#### Written task:
Convert every line of the entries below into a numbered list, dropping blank lines and omitting the pictures.

(Entries from a data source)
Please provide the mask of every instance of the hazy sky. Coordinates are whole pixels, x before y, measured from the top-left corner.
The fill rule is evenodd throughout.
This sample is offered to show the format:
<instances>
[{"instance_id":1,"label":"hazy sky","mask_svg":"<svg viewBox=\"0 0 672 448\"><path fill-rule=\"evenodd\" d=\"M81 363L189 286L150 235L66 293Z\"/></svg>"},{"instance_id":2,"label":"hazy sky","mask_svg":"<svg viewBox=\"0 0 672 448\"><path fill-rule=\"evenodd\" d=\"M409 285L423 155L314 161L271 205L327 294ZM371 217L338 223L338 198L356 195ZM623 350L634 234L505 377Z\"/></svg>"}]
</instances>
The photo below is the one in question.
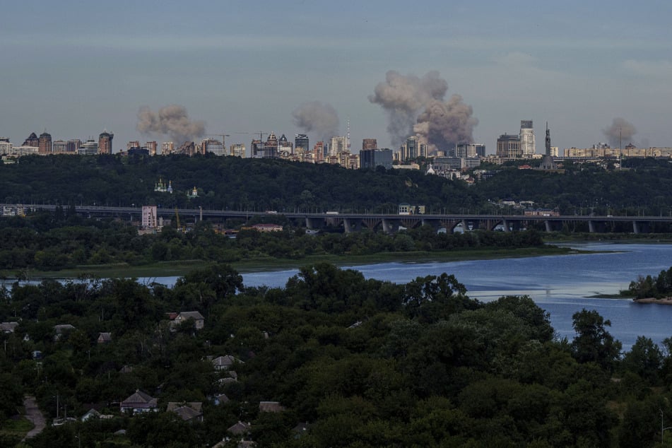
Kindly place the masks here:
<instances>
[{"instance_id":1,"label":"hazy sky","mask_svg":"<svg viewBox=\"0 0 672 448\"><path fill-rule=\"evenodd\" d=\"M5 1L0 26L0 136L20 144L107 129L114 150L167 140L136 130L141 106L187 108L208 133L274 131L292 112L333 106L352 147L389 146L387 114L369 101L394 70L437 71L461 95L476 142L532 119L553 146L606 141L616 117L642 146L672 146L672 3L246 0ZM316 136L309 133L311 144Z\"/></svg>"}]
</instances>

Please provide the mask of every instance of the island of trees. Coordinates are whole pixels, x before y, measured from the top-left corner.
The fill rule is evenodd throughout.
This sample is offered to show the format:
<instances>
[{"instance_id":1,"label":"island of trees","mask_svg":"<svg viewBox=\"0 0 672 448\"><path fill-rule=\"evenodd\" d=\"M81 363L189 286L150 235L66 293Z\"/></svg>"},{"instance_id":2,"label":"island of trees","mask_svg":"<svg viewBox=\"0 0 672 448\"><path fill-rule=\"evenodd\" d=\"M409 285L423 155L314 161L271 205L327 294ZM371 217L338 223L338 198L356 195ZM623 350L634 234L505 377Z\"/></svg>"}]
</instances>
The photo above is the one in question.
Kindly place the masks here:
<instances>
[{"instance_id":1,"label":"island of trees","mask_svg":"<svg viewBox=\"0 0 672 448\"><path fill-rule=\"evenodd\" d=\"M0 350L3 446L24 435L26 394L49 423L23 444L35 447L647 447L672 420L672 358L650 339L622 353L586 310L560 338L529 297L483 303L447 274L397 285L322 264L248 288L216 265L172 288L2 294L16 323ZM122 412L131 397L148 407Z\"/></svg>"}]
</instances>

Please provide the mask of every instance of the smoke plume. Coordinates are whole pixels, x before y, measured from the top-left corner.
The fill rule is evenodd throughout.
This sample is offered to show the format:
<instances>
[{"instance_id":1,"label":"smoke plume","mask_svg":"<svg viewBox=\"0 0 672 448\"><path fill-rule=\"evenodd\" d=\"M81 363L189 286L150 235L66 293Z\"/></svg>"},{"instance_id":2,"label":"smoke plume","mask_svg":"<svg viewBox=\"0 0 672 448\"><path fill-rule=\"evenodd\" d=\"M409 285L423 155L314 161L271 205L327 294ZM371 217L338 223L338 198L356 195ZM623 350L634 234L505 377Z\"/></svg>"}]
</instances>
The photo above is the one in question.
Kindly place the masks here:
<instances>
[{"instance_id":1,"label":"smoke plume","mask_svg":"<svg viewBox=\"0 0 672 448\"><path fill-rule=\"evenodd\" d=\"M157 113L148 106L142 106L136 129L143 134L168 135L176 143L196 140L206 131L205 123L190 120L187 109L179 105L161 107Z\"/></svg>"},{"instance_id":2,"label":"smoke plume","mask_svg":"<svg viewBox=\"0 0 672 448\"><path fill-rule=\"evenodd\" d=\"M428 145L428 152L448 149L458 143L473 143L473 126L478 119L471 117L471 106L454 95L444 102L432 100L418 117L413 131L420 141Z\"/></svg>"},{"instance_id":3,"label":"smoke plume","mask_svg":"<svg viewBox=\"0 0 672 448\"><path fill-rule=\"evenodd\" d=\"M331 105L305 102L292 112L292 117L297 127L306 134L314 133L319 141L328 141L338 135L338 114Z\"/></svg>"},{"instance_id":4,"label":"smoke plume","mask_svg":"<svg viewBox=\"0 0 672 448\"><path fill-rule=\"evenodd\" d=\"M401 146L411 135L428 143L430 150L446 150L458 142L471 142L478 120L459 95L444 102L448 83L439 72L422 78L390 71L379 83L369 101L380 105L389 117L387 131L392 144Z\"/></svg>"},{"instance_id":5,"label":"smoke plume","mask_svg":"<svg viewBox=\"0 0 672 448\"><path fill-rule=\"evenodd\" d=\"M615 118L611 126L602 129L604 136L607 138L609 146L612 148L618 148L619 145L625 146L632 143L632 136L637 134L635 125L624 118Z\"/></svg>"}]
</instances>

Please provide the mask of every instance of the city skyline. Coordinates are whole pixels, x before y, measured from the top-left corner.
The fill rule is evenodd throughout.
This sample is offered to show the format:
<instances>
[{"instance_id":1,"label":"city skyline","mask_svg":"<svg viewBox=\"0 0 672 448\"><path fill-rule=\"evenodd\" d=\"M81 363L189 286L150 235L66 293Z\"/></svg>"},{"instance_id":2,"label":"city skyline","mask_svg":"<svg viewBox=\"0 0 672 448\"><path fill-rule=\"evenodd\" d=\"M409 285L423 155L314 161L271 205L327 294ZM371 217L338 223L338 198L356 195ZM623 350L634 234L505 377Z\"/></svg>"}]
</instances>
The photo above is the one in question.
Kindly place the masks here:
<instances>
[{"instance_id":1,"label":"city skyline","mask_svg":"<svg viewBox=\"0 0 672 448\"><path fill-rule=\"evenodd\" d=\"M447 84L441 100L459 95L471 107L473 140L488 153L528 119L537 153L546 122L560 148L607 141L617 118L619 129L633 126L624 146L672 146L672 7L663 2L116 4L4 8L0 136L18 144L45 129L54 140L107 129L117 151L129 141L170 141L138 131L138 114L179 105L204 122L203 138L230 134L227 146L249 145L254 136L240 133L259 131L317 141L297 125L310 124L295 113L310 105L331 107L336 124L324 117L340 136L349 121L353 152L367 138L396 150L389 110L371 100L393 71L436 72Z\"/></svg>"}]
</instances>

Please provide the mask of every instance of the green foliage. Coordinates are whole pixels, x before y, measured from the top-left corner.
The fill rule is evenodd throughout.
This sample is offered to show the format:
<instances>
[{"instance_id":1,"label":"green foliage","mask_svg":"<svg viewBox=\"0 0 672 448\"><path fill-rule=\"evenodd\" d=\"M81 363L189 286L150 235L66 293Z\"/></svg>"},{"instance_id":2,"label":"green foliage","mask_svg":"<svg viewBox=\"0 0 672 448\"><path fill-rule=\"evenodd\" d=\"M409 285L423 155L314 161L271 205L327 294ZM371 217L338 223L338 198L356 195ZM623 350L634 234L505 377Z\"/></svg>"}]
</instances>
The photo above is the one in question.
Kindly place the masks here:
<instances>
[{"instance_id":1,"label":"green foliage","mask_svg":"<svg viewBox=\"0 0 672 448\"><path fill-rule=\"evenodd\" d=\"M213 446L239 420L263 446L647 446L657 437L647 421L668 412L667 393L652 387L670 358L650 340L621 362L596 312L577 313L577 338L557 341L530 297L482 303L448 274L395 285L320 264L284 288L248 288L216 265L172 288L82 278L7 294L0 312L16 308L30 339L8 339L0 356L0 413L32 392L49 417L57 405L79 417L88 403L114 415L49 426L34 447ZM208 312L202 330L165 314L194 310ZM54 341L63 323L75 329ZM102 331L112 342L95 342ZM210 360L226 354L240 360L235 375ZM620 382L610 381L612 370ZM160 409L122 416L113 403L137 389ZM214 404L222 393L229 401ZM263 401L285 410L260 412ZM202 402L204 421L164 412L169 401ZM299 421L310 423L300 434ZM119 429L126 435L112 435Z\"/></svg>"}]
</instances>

#### Exercise output:
1. Please provide the mask of every instance of the hazy sky. Coordinates are whole pixels, x before y, measured from the top-left corner.
2. The fill rule is evenodd throughout.
3. This sample is offered to show the format:
4. <instances>
5. [{"instance_id":1,"label":"hazy sky","mask_svg":"<svg viewBox=\"0 0 672 448\"><path fill-rule=\"evenodd\" d=\"M81 363L189 286L150 235L66 293Z\"/></svg>"},{"instance_id":2,"label":"hazy sky","mask_svg":"<svg viewBox=\"0 0 672 448\"><path fill-rule=\"evenodd\" d=\"M409 285L423 155L314 161L271 205L327 294ZM371 217L338 223L338 198L356 195ZM623 350L634 234L505 377Z\"/></svg>"}]
6. </instances>
7. The photo below is the one in question.
8. Kindly place the masks here:
9. <instances>
10. [{"instance_id":1,"label":"hazy sky","mask_svg":"<svg viewBox=\"0 0 672 448\"><path fill-rule=\"evenodd\" d=\"M5 1L0 26L0 136L20 144L107 129L114 150L167 140L136 130L141 106L187 108L208 133L274 131L292 112L333 106L352 147L389 146L387 114L369 101L394 70L437 71L461 95L476 142L532 119L553 146L606 141L616 117L642 146L672 146L672 3L246 0ZM316 136L309 133L311 144Z\"/></svg>"}]
11. </instances>
12. Please provide the mask of every instance of the island of trees. Coordinates are whole pixels, x before y, measured from the top-left corner.
13. The fill rule is evenodd throughout.
14. This sample is offered to show the format:
15. <instances>
16. [{"instance_id":1,"label":"island of trees","mask_svg":"<svg viewBox=\"0 0 672 448\"><path fill-rule=\"evenodd\" d=\"M81 363L189 286L150 235L66 293Z\"/></svg>"},{"instance_id":2,"label":"island of trees","mask_svg":"<svg viewBox=\"0 0 672 448\"><path fill-rule=\"evenodd\" d=\"M409 285L423 155L314 161L271 205L327 294ZM371 217L338 223L338 198L356 195ZM623 350L634 234L505 377Z\"/></svg>"}]
17. </instances>
18. The photo above is the one in question.
19. Kindly place the masks here:
20. <instances>
21. [{"instance_id":1,"label":"island of trees","mask_svg":"<svg viewBox=\"0 0 672 448\"><path fill-rule=\"evenodd\" d=\"M0 350L3 446L24 435L26 394L49 423L23 444L35 447L647 447L672 420L672 358L650 339L622 353L586 310L560 338L529 297L483 303L447 274L397 285L322 264L248 288L216 265L172 288L2 294L16 323ZM122 412L131 397L148 407Z\"/></svg>"}]
22. </instances>
23. Please provide the mask of every instance of the smoke plume. Coordinates are whole pixels, x before y, measured from the top-left corner.
24. The fill rule is evenodd throughout.
25. This sample is offered to show the format:
26. <instances>
27. [{"instance_id":1,"label":"smoke plume","mask_svg":"<svg viewBox=\"0 0 672 448\"><path fill-rule=\"evenodd\" d=\"M81 363L189 286L150 235L66 293Z\"/></svg>"},{"instance_id":2,"label":"smoke plume","mask_svg":"<svg viewBox=\"0 0 672 448\"><path fill-rule=\"evenodd\" d=\"M409 285L423 155L314 161L271 205L327 294ZM371 217L338 223L338 198L356 195ZM623 350L634 234L505 377Z\"/></svg>"}]
28. </instances>
29. The photo above is the one in question.
30. Kindly place the masks here:
31. <instances>
32. [{"instance_id":1,"label":"smoke plume","mask_svg":"<svg viewBox=\"0 0 672 448\"><path fill-rule=\"evenodd\" d=\"M157 113L148 106L142 106L136 129L143 134L168 135L176 143L196 140L206 131L205 123L190 120L187 109L179 105L161 107Z\"/></svg>"},{"instance_id":2,"label":"smoke plume","mask_svg":"<svg viewBox=\"0 0 672 448\"><path fill-rule=\"evenodd\" d=\"M428 145L428 152L448 149L458 143L473 143L473 126L478 119L471 117L471 106L454 95L444 102L432 100L418 117L413 131L420 141Z\"/></svg>"},{"instance_id":3,"label":"smoke plume","mask_svg":"<svg viewBox=\"0 0 672 448\"><path fill-rule=\"evenodd\" d=\"M331 105L305 102L292 112L292 117L297 127L306 134L314 133L319 141L328 141L338 135L338 114Z\"/></svg>"},{"instance_id":4,"label":"smoke plume","mask_svg":"<svg viewBox=\"0 0 672 448\"><path fill-rule=\"evenodd\" d=\"M401 146L411 135L428 143L430 150L446 150L458 142L471 142L478 120L459 95L444 102L448 83L439 72L422 78L390 71L379 83L369 101L380 105L389 117L387 131L392 144Z\"/></svg>"},{"instance_id":5,"label":"smoke plume","mask_svg":"<svg viewBox=\"0 0 672 448\"><path fill-rule=\"evenodd\" d=\"M615 118L611 126L602 129L604 136L607 138L609 146L612 148L618 148L619 145L625 146L632 143L632 136L637 134L635 125L624 118Z\"/></svg>"}]
33. </instances>
34. Please provide the mask of every instance of the city skyline. Coordinates are whole pixels, x before y, measured from the top-left corner.
35. The fill rule is evenodd throughout.
36. This sample is offered to show the format:
37. <instances>
38. [{"instance_id":1,"label":"city skyline","mask_svg":"<svg viewBox=\"0 0 672 448\"><path fill-rule=\"evenodd\" d=\"M81 363L189 286L150 235L66 293Z\"/></svg>"},{"instance_id":2,"label":"city skyline","mask_svg":"<svg viewBox=\"0 0 672 448\"><path fill-rule=\"evenodd\" d=\"M409 285L423 155L314 161L271 205L327 294ZM371 217L338 223L338 198L356 195ZM623 350L634 234L505 377Z\"/></svg>"}]
39. </instances>
40. The photo above is the one in question.
41. Kindly place the masks here:
42. <instances>
43. [{"instance_id":1,"label":"city skyline","mask_svg":"<svg viewBox=\"0 0 672 448\"><path fill-rule=\"evenodd\" d=\"M447 84L441 100L459 95L471 107L473 140L488 153L528 119L537 153L546 122L560 148L607 141L617 118L619 129L633 126L624 146L672 146L672 7L663 2L116 4L4 8L0 136L18 144L45 129L54 140L107 129L117 151L129 141L170 141L138 131L138 114L179 105L204 122L203 138L230 134L227 146L249 145L254 136L240 133L259 131L317 141L297 125L310 124L295 113L310 105L331 107L336 124L324 117L340 136L349 121L353 152L367 138L396 150L389 110L371 100L393 71L436 72Z\"/></svg>"}]
44. </instances>
45. Please provide the mask of every instance of the green foliage. Coordinates are whole pixels, x before y, measured from the top-left corner.
46. The fill rule is evenodd throughout.
47. This sample is offered to show the format:
48. <instances>
49. [{"instance_id":1,"label":"green foliage","mask_svg":"<svg viewBox=\"0 0 672 448\"><path fill-rule=\"evenodd\" d=\"M81 363L189 286L150 235L66 293Z\"/></svg>"},{"instance_id":2,"label":"green foliage","mask_svg":"<svg viewBox=\"0 0 672 448\"><path fill-rule=\"evenodd\" d=\"M409 285L423 155L314 161L271 205L327 294ZM371 217L338 223L338 198L356 195ZM623 350L634 234L505 377Z\"/></svg>"}]
50. </instances>
51. The photo above is the one in question.
52. Kindly place the masks here:
53. <instances>
54. [{"instance_id":1,"label":"green foliage","mask_svg":"<svg viewBox=\"0 0 672 448\"><path fill-rule=\"evenodd\" d=\"M213 446L239 420L263 446L647 446L657 437L647 421L668 412L667 393L652 387L670 358L650 340L621 362L596 312L577 313L577 338L557 341L530 297L482 303L448 274L395 285L320 264L284 288L248 288L216 265L172 288L82 278L7 294L0 312L16 308L30 339L8 339L0 356L0 413L32 392L49 417L57 405L79 417L88 403L114 415L49 426L34 447ZM208 312L202 330L165 314L194 310ZM54 341L63 323L75 329ZM102 331L112 342L95 342ZM210 360L226 354L240 360L235 375ZM620 382L610 381L612 370ZM160 409L122 416L113 403L137 389ZM214 404L222 393L229 401ZM263 401L285 410L260 412ZM202 402L204 421L164 412L169 401ZM299 421L310 423L300 434ZM119 429L126 435L112 435Z\"/></svg>"}]
55. </instances>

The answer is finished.